REQUIRED WORK: Copy the listing from the line containing "Target = man's eye" through the end of the listing, replacing "instance" with "occurrence" and leaving everything else unchanged.

++++

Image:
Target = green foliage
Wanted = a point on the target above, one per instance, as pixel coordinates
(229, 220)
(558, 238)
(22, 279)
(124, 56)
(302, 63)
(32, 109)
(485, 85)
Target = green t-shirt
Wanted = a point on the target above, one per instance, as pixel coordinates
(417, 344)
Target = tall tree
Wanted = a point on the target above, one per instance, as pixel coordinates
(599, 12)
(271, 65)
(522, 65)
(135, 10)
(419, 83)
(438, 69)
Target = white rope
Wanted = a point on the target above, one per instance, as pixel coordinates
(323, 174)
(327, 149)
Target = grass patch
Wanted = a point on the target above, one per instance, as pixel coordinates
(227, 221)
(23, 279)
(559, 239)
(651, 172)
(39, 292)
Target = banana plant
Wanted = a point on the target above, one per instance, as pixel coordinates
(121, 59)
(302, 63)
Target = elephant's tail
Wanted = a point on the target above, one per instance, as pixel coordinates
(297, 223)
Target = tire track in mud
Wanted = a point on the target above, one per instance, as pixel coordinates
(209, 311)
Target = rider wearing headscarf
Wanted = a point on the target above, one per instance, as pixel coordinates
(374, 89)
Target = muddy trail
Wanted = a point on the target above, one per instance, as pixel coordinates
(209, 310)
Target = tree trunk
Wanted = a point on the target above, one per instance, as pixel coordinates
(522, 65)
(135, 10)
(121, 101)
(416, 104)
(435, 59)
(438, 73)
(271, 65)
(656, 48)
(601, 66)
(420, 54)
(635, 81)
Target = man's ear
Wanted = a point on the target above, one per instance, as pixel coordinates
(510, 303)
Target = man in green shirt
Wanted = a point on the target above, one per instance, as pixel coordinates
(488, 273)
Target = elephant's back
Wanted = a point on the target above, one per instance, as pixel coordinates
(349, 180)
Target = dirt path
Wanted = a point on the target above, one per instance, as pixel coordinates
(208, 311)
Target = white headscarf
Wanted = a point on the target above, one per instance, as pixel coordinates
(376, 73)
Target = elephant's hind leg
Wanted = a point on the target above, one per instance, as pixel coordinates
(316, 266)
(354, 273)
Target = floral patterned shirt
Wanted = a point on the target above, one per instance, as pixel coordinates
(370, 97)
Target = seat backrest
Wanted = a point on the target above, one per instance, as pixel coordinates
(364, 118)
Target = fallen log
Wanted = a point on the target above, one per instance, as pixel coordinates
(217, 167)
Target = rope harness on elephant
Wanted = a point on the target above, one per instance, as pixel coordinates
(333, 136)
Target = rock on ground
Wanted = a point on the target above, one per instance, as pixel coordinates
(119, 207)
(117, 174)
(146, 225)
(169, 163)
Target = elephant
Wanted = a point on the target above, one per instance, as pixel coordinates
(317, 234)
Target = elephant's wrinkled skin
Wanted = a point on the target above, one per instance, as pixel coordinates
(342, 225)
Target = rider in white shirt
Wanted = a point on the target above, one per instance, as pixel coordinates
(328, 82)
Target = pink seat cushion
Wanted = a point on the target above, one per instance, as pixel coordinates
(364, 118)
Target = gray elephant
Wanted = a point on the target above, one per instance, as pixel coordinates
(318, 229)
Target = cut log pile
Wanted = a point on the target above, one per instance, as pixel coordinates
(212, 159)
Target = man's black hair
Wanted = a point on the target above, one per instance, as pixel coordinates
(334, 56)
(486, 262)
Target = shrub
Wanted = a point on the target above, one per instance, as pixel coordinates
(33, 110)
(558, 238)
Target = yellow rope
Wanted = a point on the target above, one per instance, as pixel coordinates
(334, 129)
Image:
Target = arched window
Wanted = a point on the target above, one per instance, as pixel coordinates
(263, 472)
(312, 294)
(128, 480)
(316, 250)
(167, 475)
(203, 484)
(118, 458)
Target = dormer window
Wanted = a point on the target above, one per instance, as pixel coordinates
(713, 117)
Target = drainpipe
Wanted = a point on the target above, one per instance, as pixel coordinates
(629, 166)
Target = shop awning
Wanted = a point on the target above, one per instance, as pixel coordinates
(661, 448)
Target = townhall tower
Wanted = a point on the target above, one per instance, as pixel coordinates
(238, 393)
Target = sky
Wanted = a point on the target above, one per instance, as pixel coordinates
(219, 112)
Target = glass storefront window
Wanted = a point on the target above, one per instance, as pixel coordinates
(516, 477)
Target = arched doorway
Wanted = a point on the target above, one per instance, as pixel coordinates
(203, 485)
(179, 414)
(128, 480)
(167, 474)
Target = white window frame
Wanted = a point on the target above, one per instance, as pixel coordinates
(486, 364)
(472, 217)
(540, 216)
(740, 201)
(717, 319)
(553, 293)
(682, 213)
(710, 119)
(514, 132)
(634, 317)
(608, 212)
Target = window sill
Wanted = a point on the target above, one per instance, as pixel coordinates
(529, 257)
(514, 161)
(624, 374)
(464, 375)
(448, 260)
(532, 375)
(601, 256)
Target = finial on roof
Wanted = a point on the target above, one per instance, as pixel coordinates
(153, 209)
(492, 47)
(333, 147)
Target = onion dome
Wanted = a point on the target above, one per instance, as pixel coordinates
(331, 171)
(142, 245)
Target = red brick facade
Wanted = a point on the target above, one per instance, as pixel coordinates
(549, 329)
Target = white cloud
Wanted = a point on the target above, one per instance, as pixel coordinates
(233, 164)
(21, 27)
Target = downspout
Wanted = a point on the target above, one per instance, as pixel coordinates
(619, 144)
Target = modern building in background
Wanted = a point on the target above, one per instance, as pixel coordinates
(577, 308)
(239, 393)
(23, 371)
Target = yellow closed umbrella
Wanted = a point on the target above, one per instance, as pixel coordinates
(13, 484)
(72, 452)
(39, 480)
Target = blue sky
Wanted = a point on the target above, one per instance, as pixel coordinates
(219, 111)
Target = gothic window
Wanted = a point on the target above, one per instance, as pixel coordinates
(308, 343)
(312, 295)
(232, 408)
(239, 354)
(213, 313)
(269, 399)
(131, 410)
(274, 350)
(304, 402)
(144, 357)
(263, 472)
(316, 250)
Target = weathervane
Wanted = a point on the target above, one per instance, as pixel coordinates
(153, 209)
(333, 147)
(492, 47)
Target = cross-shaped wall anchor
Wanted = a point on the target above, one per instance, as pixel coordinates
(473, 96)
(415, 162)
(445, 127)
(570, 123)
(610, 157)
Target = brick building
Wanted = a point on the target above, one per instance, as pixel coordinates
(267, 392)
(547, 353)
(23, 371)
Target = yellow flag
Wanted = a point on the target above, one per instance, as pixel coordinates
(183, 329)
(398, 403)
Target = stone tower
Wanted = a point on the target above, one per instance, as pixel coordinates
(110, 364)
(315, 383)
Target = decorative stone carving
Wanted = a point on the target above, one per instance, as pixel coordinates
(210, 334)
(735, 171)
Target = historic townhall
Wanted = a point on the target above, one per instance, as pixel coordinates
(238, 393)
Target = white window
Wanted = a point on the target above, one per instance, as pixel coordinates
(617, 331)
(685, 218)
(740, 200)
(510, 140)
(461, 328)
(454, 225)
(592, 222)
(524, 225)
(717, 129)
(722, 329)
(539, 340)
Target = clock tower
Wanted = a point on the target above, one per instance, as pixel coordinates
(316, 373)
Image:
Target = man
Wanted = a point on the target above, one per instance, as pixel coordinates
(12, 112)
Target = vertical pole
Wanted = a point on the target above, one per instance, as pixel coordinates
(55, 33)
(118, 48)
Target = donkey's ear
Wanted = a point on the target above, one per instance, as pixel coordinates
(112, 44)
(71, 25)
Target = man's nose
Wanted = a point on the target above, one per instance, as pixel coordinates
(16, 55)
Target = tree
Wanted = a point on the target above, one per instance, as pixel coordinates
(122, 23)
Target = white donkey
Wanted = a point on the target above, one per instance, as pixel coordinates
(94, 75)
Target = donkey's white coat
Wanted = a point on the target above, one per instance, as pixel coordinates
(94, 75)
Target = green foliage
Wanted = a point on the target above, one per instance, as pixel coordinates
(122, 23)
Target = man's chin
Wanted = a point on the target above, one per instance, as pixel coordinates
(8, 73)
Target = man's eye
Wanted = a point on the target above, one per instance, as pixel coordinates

++++

EXERCISE SOLUTION:
Target = man's eye
Wanted = a point on the target above, one per occurrence, as pixel coordinates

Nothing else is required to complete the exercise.